Instructions
(a) Repeat a passage from the knitting machine thread word for word. Begin at the words "First thought it" and stop after "from the USA.".
(b) In the knitting machine thread, what model of knitting machine does anitajohn1115 say they have?

Thank you. That is VERY inexpensive. Some time back I paid incl. postage $ 80.00 for ten.
First thought it to be expensive but taking into consideration that more than one pattern can get on each card and if wanted be erased and repatterned, that is not bad at all.
I pay never less than $ 10.00 for just one sheet for the Passap.


----------



## sweetpeamo (May 11, 2012)

Yes that is a very good price and if no-one starts bidding I will do so before the auction ends I just paid £50 all told with taxes etc for some from the USA.


----------



## anitajohn1115 (Jun 4, 2012)

I am looking for the mylar pattern cards and pens and erasers to use. My knitting machine is a Brothers KH-910/ I have the full sheets to draw the garments on. Also need the Stitch Measure Scale rulers for the knit leader - KL-116 missing them. Have already looked at e-bay and almost the entire www. Thank you for your help Anita


----------



## sweetpeamo (May 11, 2012)

Has anyone tried Serif DrawPlus or something similar to design for the knitting machine? I have just seen a program on ebay for designing for the E6000 Passap and wondered if anyone has tried Serif as it is a very cheap package compared with Photoshop etc and also which is so expensive and not easy to use?


----------



## littlemissxmas (Oct 1, 2011)

[Items listed in a dataset]
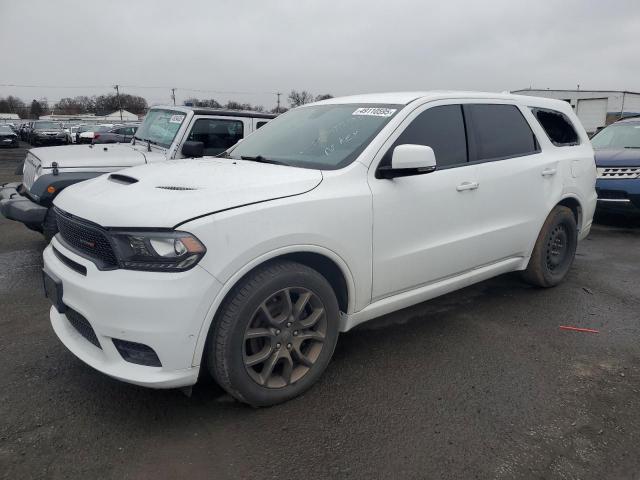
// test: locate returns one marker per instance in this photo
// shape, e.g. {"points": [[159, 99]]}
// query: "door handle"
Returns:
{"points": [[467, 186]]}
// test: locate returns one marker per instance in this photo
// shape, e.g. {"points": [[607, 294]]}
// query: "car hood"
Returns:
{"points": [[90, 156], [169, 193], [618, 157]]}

...

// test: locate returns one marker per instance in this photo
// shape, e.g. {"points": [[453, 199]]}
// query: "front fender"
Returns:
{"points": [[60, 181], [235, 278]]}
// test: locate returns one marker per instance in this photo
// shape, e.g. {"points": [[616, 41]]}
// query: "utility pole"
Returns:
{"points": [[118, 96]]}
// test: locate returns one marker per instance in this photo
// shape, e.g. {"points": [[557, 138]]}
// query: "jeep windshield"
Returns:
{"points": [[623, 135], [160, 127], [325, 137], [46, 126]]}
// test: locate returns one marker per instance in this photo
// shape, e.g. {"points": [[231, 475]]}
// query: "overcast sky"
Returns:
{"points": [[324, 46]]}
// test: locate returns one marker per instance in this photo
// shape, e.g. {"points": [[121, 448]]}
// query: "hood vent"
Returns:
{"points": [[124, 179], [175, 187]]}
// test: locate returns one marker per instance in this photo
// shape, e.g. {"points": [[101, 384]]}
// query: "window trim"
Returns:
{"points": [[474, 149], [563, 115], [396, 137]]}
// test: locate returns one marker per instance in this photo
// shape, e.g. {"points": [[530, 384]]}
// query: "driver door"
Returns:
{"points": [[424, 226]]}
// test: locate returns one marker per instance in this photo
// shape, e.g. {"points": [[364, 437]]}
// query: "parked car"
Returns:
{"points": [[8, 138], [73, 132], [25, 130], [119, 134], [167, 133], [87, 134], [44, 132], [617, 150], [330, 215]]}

...

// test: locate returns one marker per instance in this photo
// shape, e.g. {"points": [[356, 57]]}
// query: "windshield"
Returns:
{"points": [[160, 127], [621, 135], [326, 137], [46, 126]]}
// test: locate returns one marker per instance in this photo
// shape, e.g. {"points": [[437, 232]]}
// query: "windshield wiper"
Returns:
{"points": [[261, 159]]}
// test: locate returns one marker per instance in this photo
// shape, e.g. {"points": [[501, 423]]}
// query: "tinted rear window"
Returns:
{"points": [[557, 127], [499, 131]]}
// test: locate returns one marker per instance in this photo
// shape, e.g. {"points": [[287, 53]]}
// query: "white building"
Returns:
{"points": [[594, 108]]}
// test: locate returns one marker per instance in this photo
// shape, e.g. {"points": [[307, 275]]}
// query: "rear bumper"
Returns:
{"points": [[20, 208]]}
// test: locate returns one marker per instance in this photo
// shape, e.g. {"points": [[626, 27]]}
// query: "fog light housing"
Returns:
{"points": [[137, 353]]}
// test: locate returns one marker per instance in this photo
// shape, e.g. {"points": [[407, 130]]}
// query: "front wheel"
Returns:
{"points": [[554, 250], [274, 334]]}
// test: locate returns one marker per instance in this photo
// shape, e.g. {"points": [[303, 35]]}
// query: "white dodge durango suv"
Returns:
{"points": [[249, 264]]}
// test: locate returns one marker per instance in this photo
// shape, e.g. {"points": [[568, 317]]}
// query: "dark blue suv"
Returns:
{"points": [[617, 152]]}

Set of answers
(a)
First thought it to be expensive but taking into consideration that more than one pattern can get on each card and if wanted be erased and repatterned, that is not bad at all.
I pay never less than $ 10.00 for just one sheet for the Passap.


----------



## sweetpeamo (May 11, 2012)

Yes that is a very good price and if no-one starts bidding I will do so before the auction ends I just paid £50 all told with taxes etc for some from the USA.

(b) A Brothers KH-910.